_Task to carry out_
Transcribe the following entries word for word. End with the line where "target | bird's head" appears.

START Available data

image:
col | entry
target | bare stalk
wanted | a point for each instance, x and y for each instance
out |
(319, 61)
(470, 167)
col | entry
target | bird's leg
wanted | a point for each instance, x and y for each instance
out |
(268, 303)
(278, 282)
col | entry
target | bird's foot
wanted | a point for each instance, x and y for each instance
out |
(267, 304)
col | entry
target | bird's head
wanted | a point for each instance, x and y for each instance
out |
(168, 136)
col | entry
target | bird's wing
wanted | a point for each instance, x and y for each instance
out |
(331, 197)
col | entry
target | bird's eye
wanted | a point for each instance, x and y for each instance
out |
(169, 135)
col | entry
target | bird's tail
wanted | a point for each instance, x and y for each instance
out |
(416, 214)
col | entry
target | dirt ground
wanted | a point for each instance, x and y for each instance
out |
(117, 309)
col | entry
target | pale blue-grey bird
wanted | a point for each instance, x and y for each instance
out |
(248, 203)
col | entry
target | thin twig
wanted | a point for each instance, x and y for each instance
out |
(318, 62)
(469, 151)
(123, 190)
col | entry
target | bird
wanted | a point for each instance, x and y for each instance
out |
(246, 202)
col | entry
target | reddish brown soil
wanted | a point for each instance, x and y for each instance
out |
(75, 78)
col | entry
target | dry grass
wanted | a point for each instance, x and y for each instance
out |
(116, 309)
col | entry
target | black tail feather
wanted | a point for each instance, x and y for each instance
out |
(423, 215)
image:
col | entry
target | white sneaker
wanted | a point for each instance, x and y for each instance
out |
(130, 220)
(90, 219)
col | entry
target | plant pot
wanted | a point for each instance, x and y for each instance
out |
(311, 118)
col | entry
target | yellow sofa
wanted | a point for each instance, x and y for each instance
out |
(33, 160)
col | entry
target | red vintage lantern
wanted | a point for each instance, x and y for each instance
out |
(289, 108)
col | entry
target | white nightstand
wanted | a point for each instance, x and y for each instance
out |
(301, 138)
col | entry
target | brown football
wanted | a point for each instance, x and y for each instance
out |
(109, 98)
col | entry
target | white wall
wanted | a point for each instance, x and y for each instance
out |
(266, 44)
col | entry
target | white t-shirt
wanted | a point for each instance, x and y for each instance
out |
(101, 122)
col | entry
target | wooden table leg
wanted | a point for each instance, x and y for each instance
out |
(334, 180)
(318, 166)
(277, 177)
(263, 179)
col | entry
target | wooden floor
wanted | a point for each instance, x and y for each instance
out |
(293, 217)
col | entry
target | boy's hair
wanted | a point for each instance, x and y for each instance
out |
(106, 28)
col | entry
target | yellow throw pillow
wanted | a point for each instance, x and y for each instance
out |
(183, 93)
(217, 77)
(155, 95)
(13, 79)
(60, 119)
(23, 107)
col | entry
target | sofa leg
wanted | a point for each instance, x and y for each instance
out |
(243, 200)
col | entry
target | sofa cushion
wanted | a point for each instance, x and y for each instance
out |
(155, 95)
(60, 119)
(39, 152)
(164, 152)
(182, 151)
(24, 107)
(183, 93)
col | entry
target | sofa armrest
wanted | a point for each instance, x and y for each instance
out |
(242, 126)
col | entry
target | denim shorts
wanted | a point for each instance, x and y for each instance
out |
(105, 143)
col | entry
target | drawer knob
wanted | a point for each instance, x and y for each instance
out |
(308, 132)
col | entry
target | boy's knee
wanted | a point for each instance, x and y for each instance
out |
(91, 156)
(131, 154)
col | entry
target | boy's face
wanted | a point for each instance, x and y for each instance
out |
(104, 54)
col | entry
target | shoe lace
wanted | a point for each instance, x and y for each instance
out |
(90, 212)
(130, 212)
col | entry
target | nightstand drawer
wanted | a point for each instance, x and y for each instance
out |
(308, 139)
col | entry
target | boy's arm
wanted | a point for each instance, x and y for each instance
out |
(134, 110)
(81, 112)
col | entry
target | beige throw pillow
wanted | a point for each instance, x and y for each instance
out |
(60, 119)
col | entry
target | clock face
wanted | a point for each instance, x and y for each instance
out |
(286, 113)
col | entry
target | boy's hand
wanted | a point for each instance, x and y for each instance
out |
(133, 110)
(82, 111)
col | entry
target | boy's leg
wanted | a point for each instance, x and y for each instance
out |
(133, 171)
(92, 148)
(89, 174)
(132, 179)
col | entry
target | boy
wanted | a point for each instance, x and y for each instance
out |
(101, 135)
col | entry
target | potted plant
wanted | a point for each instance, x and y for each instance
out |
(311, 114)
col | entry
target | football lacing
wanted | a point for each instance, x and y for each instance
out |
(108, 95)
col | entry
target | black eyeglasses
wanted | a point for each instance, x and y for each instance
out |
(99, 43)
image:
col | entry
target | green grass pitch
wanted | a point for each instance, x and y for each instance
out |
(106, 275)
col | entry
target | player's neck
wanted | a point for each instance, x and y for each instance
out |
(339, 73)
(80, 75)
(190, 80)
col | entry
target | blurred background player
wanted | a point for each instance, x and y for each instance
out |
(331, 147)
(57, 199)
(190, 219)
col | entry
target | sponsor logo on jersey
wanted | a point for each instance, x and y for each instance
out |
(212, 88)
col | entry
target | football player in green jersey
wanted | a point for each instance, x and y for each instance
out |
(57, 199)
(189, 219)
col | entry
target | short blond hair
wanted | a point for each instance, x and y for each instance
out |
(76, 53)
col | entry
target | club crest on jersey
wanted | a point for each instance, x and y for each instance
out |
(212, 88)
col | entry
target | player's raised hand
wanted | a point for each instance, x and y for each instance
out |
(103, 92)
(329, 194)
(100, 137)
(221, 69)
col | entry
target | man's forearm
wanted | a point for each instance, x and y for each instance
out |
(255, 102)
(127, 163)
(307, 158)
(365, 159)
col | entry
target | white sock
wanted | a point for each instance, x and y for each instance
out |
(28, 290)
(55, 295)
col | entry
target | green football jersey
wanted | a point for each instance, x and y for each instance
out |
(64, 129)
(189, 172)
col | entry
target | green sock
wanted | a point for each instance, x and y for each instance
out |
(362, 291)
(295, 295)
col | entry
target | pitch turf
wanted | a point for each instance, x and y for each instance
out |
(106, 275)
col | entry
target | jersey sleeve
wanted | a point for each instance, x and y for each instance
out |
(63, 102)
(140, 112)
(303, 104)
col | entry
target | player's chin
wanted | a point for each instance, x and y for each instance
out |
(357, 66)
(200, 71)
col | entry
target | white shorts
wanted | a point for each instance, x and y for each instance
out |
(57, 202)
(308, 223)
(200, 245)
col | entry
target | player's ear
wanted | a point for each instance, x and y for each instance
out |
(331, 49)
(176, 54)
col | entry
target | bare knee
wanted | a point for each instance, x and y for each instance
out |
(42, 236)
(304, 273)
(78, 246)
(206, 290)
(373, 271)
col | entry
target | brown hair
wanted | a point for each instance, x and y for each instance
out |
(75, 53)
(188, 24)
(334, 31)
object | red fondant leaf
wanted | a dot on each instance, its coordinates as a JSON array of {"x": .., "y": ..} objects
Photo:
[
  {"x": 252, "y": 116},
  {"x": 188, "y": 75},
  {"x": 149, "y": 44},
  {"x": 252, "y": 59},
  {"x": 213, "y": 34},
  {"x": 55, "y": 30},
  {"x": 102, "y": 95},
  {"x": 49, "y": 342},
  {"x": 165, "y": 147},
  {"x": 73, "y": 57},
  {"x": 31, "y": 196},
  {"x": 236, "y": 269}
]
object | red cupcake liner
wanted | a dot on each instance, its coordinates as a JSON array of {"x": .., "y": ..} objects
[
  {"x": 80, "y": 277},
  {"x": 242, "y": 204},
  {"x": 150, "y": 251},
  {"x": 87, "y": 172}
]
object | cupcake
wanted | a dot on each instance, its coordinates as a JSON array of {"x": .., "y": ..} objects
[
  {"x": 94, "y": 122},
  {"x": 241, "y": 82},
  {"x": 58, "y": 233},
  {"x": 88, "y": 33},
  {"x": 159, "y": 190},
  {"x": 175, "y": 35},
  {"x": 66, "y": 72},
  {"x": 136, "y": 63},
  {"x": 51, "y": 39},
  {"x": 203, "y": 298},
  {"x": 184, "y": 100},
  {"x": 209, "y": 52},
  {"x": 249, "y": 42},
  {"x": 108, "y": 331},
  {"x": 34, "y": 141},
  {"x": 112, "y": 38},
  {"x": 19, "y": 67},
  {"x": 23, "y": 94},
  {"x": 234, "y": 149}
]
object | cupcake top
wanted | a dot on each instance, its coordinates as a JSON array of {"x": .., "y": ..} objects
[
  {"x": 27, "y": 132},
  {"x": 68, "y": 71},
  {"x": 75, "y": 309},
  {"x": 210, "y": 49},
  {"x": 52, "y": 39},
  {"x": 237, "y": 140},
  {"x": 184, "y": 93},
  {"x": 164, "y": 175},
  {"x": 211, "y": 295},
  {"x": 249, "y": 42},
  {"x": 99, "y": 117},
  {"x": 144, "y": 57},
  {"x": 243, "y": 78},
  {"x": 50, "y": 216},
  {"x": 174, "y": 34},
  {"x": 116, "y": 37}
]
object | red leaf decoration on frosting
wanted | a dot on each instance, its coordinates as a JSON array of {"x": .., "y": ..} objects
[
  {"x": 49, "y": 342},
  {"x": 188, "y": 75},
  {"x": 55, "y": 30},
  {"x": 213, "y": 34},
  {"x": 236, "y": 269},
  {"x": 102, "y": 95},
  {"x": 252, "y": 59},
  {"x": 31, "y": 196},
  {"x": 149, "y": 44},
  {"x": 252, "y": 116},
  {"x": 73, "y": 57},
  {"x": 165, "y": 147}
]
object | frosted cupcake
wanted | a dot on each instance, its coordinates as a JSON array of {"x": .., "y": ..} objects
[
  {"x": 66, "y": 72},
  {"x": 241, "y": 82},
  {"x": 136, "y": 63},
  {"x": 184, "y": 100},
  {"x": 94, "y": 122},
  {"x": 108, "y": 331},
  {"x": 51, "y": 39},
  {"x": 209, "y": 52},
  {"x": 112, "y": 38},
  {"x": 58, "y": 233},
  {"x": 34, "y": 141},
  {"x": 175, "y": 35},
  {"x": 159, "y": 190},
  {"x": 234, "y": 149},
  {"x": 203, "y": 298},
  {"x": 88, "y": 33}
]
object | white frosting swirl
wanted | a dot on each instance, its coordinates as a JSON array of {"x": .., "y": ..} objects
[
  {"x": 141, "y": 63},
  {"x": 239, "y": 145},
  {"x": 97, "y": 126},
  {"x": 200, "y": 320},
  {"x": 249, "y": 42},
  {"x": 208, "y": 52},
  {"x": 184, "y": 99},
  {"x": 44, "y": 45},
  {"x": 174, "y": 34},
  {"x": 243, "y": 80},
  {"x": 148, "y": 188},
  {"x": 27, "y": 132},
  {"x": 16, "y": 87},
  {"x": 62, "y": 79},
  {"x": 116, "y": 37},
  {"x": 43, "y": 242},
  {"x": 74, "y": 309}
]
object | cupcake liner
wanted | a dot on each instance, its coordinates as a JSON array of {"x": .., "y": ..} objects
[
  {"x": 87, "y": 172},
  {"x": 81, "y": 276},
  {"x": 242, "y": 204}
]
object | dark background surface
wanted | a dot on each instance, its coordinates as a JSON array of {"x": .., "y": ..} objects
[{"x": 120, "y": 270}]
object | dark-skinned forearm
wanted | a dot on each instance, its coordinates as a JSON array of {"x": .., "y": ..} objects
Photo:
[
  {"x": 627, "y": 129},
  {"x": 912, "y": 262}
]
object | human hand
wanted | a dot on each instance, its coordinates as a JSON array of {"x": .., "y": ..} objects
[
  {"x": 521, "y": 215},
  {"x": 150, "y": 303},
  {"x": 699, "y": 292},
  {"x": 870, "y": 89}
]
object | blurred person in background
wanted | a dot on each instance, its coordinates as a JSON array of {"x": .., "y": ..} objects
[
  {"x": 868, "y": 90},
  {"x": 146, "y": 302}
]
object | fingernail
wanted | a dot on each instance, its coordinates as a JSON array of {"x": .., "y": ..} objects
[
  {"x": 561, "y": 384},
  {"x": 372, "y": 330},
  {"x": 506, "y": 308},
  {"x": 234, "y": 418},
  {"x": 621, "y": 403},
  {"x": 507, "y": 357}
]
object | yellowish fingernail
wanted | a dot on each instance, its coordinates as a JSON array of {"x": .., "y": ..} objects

END Available data

_Response for this exercise_
image:
col | entry
target | bare stalk
wanted | a point for each instance, x and y for each instance
out |
(319, 61)
(470, 167)
col | entry
target | bird's leg
wanted | a point for each instance, x and y for each instance
out |
(268, 303)
(278, 282)
col | entry
target | bird's foot
wanted | a point for each instance, x and y for each instance
out |
(267, 304)
col | entry
target | bird's head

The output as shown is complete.